* _Work required_:
Give a verbatim repeat of the lines that run from the line containing "the river below" to the end of the data below.

* _Task data_:
* BEGIN *
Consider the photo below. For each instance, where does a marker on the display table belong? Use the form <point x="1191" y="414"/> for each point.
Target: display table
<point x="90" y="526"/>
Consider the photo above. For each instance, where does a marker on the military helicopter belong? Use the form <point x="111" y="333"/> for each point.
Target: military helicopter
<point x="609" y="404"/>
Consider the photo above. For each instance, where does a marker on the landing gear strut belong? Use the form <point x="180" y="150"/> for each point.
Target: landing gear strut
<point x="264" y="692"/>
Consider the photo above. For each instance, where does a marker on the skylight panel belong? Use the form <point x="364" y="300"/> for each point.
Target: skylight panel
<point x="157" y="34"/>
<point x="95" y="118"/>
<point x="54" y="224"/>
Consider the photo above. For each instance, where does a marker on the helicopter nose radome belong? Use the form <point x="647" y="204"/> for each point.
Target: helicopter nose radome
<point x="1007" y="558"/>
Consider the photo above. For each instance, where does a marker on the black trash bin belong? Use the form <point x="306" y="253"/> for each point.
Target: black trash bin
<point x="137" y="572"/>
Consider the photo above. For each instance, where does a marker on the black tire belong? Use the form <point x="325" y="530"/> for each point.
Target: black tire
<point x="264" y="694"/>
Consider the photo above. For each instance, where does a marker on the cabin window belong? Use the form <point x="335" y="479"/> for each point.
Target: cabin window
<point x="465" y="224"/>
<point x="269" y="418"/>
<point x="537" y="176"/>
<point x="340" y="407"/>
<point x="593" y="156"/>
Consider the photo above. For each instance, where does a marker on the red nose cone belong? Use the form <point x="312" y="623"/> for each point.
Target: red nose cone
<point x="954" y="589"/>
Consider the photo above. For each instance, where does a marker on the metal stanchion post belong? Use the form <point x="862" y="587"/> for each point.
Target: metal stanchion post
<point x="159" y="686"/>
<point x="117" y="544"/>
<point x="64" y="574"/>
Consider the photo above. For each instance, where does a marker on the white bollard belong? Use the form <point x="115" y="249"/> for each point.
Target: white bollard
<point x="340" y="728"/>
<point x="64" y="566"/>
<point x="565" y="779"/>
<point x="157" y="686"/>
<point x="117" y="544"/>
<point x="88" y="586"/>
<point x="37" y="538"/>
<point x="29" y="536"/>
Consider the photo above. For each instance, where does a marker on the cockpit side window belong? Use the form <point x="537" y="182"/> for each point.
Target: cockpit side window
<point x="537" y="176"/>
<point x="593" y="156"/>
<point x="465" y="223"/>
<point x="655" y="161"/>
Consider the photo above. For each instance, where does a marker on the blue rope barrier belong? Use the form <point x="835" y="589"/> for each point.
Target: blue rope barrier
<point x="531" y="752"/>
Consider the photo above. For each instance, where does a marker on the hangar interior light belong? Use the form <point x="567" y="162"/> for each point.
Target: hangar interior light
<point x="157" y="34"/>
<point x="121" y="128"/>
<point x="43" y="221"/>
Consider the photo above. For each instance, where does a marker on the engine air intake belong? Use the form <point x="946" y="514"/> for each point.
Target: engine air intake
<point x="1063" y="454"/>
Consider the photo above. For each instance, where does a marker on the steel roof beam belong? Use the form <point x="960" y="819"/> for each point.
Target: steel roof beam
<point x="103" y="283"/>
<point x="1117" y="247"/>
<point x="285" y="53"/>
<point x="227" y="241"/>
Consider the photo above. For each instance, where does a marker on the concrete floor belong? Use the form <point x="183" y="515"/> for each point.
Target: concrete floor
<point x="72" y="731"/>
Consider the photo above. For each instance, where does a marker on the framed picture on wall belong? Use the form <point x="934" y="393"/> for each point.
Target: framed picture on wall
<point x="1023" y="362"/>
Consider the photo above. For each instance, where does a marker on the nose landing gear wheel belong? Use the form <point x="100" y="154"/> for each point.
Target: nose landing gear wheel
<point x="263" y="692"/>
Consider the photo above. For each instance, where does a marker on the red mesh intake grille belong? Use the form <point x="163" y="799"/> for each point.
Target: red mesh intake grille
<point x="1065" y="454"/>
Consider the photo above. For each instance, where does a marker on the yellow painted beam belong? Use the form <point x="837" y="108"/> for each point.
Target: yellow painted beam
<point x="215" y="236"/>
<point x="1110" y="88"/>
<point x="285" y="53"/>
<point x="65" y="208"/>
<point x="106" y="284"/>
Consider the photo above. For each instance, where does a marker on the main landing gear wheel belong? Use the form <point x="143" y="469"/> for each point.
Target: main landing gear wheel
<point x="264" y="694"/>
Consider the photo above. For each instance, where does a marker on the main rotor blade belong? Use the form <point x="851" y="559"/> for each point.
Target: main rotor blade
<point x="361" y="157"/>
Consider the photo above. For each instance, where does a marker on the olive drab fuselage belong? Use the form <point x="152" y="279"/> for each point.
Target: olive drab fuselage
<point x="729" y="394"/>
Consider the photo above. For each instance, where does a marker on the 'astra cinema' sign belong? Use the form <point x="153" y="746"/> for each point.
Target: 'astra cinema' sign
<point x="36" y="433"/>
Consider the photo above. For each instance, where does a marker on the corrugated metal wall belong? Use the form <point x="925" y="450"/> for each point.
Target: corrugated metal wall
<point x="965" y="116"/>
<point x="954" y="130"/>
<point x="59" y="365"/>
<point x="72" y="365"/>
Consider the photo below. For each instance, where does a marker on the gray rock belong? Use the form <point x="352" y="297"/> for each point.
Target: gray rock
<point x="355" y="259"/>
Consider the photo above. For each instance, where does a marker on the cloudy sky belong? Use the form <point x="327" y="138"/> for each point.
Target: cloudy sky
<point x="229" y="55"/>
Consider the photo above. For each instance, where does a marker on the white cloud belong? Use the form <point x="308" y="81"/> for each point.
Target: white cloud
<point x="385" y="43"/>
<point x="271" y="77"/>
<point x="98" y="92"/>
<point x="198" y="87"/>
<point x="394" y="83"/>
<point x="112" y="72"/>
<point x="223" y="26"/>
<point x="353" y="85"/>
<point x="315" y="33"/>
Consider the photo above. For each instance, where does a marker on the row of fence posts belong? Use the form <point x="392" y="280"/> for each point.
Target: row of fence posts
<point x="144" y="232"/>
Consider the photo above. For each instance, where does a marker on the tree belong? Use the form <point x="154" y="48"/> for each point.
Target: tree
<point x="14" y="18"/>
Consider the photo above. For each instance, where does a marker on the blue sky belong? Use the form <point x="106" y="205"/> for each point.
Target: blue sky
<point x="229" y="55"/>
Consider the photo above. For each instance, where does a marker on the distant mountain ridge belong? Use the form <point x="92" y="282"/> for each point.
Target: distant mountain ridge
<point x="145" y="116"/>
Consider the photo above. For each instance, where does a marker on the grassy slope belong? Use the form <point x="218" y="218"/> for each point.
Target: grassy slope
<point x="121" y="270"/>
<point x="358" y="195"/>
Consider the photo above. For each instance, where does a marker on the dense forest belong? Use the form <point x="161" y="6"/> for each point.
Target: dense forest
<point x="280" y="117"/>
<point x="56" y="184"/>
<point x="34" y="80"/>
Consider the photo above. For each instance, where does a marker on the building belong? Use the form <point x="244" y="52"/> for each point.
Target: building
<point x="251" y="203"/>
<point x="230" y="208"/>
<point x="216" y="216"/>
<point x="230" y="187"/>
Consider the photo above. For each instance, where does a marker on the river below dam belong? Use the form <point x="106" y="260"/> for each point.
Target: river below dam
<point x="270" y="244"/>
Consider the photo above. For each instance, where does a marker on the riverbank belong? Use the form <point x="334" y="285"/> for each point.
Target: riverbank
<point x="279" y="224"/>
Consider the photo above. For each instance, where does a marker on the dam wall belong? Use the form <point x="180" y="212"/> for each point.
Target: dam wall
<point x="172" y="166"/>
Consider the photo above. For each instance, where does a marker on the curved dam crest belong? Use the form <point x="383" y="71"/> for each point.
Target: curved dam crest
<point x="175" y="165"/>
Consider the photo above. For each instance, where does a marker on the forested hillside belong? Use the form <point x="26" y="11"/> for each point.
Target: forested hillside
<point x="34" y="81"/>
* END *
* _The reply_:
Consider the photo above. For each instance, where does a marker on the river below dam belong? Use the form <point x="106" y="260"/> for each point.
Target: river below dam
<point x="270" y="244"/>
Consider the photo above. For each instance, where does a marker on the riverbank belong? Use the form <point x="334" y="285"/> for each point.
Target: riverbank
<point x="279" y="224"/>
Consider the photo above. For each instance, where does a marker on the dam wall belong? Use the form <point x="180" y="212"/> for each point.
Target: dam wall
<point x="172" y="166"/>
Consider the photo above. For each instance, where does a marker on the curved dam crest belong? Use the form <point x="383" y="71"/> for each point.
Target: curved dam crest
<point x="175" y="165"/>
Consider the photo above. For each instance, where does a marker on the forested hillside belong? Use the form <point x="26" y="11"/> for each point.
Target: forested hillside
<point x="34" y="81"/>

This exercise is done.